» GOAL OF THE EXERCISE
Transcribe every line below exactly; no image goes into the output.

[Region pointing data]

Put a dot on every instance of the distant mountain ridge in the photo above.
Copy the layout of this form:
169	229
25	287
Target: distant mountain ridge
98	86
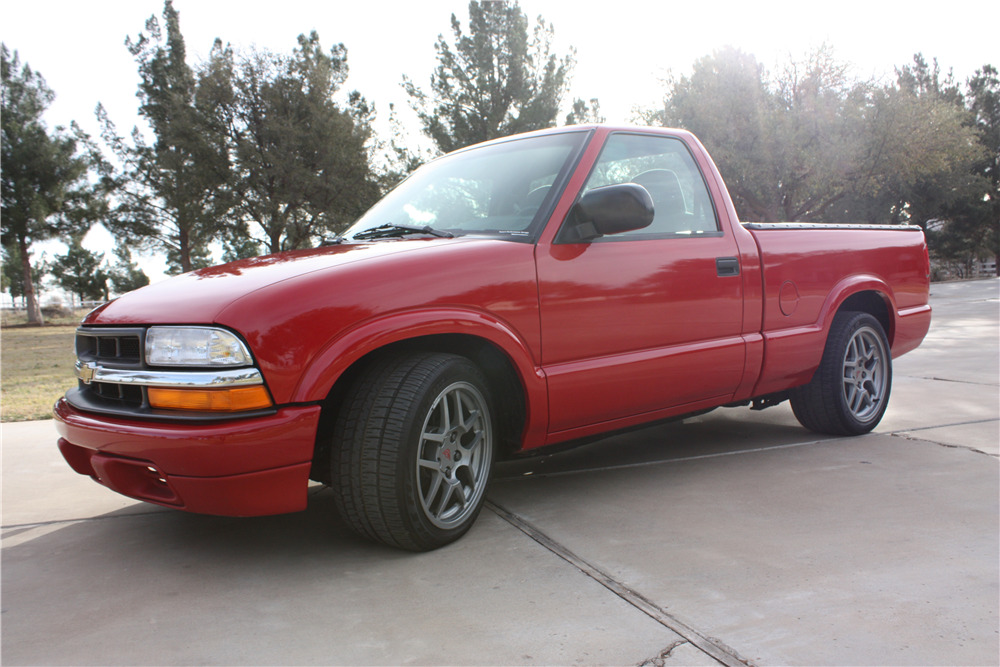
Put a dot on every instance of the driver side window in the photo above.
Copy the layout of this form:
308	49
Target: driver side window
665	167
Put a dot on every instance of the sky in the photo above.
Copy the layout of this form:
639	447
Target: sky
624	49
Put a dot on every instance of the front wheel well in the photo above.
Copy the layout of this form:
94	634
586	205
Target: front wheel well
505	385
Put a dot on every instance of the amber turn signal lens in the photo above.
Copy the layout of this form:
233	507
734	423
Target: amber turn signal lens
210	400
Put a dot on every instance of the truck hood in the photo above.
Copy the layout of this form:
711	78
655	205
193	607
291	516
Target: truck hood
199	296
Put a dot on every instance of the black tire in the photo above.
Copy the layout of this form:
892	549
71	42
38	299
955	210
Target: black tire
849	393
412	450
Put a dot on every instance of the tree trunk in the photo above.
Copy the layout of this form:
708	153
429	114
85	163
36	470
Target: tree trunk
185	248
30	298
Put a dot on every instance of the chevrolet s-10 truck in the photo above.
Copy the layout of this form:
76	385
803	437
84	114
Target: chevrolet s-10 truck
525	292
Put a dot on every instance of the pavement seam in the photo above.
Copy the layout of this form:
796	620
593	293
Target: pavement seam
683	459
661	658
709	645
913	438
937	379
105	517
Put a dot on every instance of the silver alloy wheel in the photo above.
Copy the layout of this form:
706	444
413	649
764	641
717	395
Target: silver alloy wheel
865	374
455	455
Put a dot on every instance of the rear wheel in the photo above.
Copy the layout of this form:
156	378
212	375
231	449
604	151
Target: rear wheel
849	393
413	449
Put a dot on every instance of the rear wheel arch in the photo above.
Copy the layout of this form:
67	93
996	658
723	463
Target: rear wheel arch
876	304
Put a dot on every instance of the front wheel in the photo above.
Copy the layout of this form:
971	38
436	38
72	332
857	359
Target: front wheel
413	450
849	393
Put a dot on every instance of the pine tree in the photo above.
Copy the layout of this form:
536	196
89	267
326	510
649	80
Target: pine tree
46	192
494	80
173	193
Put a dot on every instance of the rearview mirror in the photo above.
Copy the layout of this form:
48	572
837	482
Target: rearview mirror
612	209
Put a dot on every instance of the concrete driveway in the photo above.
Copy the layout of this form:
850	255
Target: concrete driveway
735	537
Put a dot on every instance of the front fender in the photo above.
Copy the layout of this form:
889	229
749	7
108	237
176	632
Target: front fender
349	346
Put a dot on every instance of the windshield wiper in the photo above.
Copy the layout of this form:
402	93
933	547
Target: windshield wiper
391	229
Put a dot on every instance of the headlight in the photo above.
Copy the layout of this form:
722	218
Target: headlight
194	346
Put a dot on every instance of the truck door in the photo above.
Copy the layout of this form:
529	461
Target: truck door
648	320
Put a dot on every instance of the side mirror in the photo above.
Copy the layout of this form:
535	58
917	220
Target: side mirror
612	209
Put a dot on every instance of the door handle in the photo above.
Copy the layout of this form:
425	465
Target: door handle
727	266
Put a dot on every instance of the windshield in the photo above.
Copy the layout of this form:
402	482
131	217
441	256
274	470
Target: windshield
495	190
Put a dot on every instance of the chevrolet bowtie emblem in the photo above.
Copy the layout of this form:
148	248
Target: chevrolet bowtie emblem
85	371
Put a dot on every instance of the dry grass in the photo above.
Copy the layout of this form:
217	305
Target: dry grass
37	367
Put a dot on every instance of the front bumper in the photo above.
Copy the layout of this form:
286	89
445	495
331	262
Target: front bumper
244	467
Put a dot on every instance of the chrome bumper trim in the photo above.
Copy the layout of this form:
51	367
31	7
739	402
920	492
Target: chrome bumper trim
235	377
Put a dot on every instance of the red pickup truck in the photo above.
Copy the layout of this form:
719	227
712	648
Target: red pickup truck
532	290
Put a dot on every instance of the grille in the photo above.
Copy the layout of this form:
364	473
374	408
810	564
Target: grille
112	348
122	348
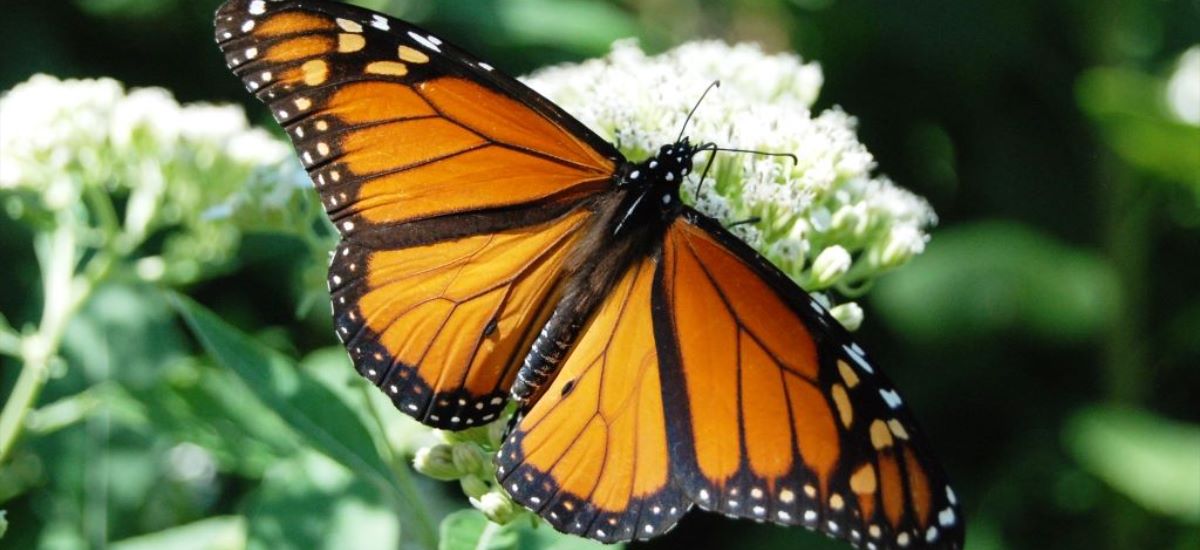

» EXERCISE RESULT
Put a dot on every instance of the distant mountain ridge in the photo above.
Copy the layout of this form:
169	229
25	287
Target: distant mountain ridge
98	86
Put a dot on every instance of the driver side window in the photo above.
Copy the layout of this form:
308	49
Target: driver side window
665	167
Put a dot on every instance of the sky in the photo above.
Copy the layout of this form:
639	447
Target: sky
624	49
Put a dot on every instance of the front wheel well in the photo above.
Copy the layout of this form:
94	634
586	205
Target: front wheel well
505	385
Put a dot on every instance of the amber turn signal lens in the photo above.
Copy the layout of this form:
233	507
734	423
Target: amber turn signal lens
210	400
Put a dot on every instance of the truck hood in the photo above.
Copy the layout of this form:
711	78
655	205
193	607
291	516
Target: truck hood
199	296
Put a dot on every instance of the black tire in the photo above.
Copy the layout of this form:
892	549
71	42
38	299
955	210
Target: black tire
849	393
412	450
Put a dot on every instance of the tree trunk in the photo above.
Copy the layout of this form:
708	153
429	114
85	163
36	470
Target: tree trunk
185	248
30	298
Put a dot on every instance of the chevrolet s-10 truck in the photo above.
Copy the layout of this form:
76	385
803	437
84	114
Target: chevrolet s-10 truck
525	292
Put a dot on every instance of the pavement seam in the photo above.
Copy the layout of this form:
796	620
593	293
Target: pavement seam
683	459
661	658
709	645
913	438
937	379
105	517
Put a dot on every instance of the silver alloy wheel in the photo above.
Copy the layout of this form:
706	444
413	649
764	641
717	395
Target: silver alloy wheel
865	374
455	455
Put a dot on every instance of the rear wheel in the photo above.
Copy the layout of this form:
156	378
212	375
231	449
604	151
Target: rear wheel
849	393
413	449
Put a dot on every instance of the rear wheel arch in the photo above.
Copy the layout of this form:
67	93
996	658
723	463
Target: rear wheel arch
876	304
Put a dot on every instance of the front wheel in the photo above.
Copy the layout of this form:
971	38
436	38
72	332
857	359
Target: front wheel
413	450
849	393
Put a dot on every instance of the pine tree in the photo above.
Copy the layout of this form:
536	196
89	267
326	510
649	80
Target: pine tree
46	192
494	80
173	193
Put a dot on every instance of the rearview mirror in the photo above.
Copy the layout of this form:
48	572
837	482
Target: rearview mirror
612	209
Put a dot on every instance of the concrete driveway in the photo above.
Copy the layout of this form:
850	255
Target: concrete driveway
735	537
Put a dot on every instance of the front fender in the photo above.
Copy the layout of this form:
889	229
749	7
108	237
176	632
Target: front fender
349	346
Put a dot on every instance of the windshield wiper in the photo above.
Copy the layout of this form:
402	93
933	547
Target: windshield wiper
391	229
Put a dot on every instance of the headlight in the photo above.
Copy the layout of this form:
722	218
Target: headlight
194	346
Put a dot on every instance of the truck door in the photo above.
Copy the layout of this form:
529	461
Target: truck door
648	320
Put a dot on every instance of the side mirror in the photo above.
Copy the layout of this form:
535	58
917	220
Target: side mirror
612	209
Put a dot on every instance of the door handle in the photo above.
Copy the layout of this form:
425	465
Target: door handle
727	266
Put a dot on every instance of the windshield in the photo above.
Copy the layout of this form:
402	482
131	217
441	256
274	470
Target: windshield
495	190
Put a dot on every instance of the chevrolet bowtie emblem in the photo above.
Copy the layout of this form:
148	248
Target: chevrolet bowtie emblem
85	371
Put a dot on every instance of the dry grass in the photo above.
Copy the layout of this form:
217	305
Target: dry grass
37	367
Put a dot on every instance of the front bumper in the photo above.
Copy the layout of this form:
286	89
445	495
331	262
Target: front bumper
244	467
Put a dot on every instance of the chrome bumper trim in the photo above.
Copy the layout of this form:
51	367
31	7
739	402
920	492
Target: chrome bumper trim
235	377
Put a dot on every instance of the red pickup truck in the photo above.
Copy the layout of this form:
719	227
712	648
Target: red pickup truck
532	290
Put a dot on every instance of the grille in the photo above.
Copy the layout of this form:
364	473
374	408
810	564
Target: grille
112	348
122	348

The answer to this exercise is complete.